**** Exercise input

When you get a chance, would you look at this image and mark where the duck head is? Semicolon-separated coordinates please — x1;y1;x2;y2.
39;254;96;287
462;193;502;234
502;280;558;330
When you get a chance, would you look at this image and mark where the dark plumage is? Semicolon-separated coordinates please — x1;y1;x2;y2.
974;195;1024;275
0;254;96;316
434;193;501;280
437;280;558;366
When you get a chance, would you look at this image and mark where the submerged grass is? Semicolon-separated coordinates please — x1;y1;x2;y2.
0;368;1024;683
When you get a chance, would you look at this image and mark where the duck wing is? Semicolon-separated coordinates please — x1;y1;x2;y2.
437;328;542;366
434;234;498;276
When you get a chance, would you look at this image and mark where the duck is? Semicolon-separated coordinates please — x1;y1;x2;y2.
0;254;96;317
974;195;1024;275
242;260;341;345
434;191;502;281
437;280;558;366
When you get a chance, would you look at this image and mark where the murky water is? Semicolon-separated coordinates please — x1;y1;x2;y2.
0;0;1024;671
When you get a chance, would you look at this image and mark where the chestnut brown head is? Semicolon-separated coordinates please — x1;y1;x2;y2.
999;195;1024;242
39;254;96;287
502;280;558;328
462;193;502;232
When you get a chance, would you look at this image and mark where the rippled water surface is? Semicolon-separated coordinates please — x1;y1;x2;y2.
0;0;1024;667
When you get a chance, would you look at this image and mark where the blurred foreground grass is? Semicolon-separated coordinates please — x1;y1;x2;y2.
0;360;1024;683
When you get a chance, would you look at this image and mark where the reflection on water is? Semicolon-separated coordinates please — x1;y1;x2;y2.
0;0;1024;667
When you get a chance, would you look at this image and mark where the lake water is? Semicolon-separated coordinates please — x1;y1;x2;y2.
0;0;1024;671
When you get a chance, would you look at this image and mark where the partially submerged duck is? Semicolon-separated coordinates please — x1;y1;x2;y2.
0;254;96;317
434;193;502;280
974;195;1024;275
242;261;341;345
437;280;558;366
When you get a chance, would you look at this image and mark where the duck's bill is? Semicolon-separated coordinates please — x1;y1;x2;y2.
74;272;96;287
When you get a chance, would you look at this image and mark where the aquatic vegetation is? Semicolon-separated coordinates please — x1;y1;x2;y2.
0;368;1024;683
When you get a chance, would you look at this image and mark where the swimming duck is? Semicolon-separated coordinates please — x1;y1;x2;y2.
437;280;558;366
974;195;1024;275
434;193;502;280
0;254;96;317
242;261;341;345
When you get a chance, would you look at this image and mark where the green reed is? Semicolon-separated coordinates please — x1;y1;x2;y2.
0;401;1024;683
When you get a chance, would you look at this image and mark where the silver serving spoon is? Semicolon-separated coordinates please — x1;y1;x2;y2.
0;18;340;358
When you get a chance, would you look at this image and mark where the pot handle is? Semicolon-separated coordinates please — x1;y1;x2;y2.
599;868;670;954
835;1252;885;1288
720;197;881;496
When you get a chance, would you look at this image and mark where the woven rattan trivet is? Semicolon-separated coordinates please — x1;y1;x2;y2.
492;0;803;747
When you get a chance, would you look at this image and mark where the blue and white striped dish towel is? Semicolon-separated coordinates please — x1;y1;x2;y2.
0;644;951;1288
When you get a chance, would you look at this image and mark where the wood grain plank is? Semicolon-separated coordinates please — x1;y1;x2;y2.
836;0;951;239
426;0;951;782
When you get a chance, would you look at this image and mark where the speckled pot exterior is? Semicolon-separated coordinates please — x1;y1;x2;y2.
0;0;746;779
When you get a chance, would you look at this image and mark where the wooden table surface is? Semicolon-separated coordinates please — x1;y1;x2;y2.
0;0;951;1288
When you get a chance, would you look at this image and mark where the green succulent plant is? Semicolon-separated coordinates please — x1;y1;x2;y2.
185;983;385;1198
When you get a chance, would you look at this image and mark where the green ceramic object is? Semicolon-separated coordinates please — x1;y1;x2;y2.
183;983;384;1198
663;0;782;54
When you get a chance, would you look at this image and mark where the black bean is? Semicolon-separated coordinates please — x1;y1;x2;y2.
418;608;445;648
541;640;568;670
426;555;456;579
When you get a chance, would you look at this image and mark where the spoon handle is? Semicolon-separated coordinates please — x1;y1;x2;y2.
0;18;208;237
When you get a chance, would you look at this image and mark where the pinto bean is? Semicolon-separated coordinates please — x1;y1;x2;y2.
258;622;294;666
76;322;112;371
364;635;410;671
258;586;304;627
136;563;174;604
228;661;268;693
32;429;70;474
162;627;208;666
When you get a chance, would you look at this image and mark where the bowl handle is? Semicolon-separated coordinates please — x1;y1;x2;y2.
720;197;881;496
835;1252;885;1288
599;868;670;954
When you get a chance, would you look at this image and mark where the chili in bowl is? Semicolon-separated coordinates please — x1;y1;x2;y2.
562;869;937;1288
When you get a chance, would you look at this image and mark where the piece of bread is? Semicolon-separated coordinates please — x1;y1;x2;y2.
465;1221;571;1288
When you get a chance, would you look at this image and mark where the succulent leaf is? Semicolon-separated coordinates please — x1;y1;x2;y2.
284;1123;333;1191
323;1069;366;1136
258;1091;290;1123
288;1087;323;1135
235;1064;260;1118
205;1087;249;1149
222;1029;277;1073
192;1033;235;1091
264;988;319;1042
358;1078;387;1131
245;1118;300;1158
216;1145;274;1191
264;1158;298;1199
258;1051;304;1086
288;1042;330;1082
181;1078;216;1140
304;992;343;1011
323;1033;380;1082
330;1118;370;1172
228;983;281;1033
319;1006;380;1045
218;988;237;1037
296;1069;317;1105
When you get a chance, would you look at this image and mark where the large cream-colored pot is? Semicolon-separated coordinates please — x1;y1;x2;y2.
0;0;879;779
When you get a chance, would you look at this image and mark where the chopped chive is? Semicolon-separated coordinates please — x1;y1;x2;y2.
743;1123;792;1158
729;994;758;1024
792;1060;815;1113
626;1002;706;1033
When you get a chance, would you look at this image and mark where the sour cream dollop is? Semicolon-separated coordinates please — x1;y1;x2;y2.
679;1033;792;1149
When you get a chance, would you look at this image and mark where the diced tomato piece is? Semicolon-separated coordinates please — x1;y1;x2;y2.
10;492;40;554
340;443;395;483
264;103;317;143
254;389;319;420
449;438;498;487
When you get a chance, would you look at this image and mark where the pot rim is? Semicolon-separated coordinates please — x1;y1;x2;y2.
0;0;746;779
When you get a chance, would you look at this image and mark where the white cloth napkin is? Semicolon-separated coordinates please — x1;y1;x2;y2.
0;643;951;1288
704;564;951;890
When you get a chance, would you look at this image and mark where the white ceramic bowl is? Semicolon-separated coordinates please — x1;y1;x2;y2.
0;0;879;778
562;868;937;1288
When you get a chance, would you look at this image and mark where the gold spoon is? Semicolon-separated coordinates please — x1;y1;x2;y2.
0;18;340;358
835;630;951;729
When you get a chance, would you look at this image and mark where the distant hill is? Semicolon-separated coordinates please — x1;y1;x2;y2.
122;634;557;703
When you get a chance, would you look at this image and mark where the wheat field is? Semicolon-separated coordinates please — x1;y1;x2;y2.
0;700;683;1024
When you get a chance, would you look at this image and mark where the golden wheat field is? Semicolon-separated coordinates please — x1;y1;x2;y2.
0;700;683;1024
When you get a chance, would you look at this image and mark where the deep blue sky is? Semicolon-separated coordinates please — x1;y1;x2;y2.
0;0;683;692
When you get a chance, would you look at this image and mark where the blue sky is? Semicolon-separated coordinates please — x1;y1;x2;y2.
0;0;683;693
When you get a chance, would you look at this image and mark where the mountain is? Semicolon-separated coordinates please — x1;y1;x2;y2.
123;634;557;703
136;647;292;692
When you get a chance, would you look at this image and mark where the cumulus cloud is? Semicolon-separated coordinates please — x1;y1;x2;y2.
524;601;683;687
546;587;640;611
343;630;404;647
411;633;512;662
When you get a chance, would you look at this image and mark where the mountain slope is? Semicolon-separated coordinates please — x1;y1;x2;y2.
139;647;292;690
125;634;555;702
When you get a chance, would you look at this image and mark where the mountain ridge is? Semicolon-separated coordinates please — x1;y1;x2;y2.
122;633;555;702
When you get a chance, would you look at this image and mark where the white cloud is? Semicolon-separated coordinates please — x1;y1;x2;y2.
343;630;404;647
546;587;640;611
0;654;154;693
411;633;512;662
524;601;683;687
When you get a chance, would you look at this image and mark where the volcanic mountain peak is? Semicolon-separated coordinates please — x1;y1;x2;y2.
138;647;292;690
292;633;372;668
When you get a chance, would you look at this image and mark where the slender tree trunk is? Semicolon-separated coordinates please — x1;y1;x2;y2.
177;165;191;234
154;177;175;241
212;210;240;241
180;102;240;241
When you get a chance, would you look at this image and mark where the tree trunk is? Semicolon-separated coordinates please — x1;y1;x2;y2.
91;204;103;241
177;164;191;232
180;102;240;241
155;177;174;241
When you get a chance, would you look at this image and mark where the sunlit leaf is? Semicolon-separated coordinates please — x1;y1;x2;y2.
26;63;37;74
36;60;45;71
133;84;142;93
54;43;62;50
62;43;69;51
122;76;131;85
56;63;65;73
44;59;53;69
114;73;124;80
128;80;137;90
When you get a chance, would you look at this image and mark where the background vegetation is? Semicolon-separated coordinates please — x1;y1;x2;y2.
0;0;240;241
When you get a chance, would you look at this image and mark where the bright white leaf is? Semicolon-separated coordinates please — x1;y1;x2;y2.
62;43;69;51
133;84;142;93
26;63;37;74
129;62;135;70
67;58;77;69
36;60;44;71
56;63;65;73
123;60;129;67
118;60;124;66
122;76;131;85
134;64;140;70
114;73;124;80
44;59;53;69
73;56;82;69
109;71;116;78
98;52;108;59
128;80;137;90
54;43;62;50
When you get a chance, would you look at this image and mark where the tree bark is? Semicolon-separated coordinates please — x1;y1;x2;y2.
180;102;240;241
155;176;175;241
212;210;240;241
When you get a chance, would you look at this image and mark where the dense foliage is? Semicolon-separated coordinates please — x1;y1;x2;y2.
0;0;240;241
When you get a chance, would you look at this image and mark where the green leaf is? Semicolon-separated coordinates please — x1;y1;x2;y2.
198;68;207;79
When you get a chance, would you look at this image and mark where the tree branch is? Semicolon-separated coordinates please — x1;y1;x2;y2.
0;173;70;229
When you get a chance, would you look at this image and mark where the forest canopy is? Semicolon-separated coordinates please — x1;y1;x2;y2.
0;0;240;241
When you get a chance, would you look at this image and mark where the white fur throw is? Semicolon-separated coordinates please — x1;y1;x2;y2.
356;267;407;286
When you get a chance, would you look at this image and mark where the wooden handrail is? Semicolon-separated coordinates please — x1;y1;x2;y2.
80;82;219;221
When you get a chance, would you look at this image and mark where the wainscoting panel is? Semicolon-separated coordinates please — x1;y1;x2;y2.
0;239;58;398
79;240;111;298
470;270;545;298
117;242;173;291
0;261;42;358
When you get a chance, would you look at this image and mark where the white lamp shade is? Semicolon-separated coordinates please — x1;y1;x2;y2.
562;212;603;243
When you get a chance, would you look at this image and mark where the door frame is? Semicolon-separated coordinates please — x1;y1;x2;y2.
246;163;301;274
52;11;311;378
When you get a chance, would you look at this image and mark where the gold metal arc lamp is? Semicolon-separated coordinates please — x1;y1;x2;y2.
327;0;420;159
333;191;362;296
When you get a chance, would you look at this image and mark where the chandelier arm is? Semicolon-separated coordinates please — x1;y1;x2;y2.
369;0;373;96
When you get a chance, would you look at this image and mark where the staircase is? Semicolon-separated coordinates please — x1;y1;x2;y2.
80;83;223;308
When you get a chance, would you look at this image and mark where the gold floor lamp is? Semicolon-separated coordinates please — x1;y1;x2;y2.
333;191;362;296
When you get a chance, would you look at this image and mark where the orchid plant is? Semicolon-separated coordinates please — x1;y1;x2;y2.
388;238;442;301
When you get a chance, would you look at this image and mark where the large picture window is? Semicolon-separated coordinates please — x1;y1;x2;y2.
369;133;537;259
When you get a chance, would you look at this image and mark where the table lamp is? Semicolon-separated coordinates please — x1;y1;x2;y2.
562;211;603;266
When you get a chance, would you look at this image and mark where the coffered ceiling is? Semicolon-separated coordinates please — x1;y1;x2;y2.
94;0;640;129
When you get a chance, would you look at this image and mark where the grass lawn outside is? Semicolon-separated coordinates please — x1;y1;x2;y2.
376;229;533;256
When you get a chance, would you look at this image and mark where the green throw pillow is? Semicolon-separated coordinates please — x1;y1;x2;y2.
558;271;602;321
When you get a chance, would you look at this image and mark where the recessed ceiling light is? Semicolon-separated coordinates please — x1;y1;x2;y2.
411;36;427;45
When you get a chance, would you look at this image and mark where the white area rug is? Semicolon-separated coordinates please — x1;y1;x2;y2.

********

Task requirements: Copy out the part of the items above that opens with the line containing "the gold spoon" and closes with the line containing "292;633;372;668". Reproduce every line unchanged, and include both of those end lines.

Exercise output:
When you get a chance, would you look at this image and mark where the gold spoon is? Semicolon-separated coordinates please — x1;y1;x2;y2.
0;18;340;358
835;630;951;729
When you get a chance, would you look at this image and mark where the distant hill is? Semicolon-separated coordinates please — x1;y1;x2;y2.
122;634;557;703
When you get a chance, would you look at this image and mark where the wheat field is? Semicolon-separated coordinates please — x1;y1;x2;y2.
0;700;683;1024
When you get a chance, would you look at this image and mark where the golden wheat field is? Semicolon-separated coordinates please — x1;y1;x2;y2.
0;700;683;1024
When you get a chance, would you look at this image and mark where the deep blue sky is? Semicolon-separated coordinates please — x1;y1;x2;y2.
0;0;683;692
When you get a chance, would you look at this image and mark where the blue sky is? Semicolon-separated coordinates please — x1;y1;x2;y2.
0;0;683;693
When you get a chance, would you look at this image and mark where the mountain is? Semicolon-separated coordinates please — x1;y1;x2;y2.
123;634;557;703
136;647;292;692
When you get a chance, would you look at this image and mark where the cumulus cloud is? Semicolon-separated coordinates please — x1;y1;x2;y2.
524;601;683;687
546;587;640;611
343;630;404;647
411;633;512;662
When you get a chance, would you look at this image and mark where the mountain slope is? Semicolon-separated coordinates please — x1;y1;x2;y2.
139;647;292;690
125;634;555;702
When you get a chance, would you look at this image and mark where the mountain ridge is? Semicolon-separated coordinates please — x1;y1;x2;y2.
122;633;555;702
When you get a chance, would you look at this image and mark where the white cloud is? Semicolon-separated coordinates please — x1;y1;x2;y2.
343;630;404;647
546;587;640;611
0;654;154;693
411;633;512;662
524;601;683;687
When you get a chance, would you look at this image and mark where the volcanic mountain peak is? Semicolon-separated coordinates please — x1;y1;x2;y2.
138;647;292;690
292;633;372;668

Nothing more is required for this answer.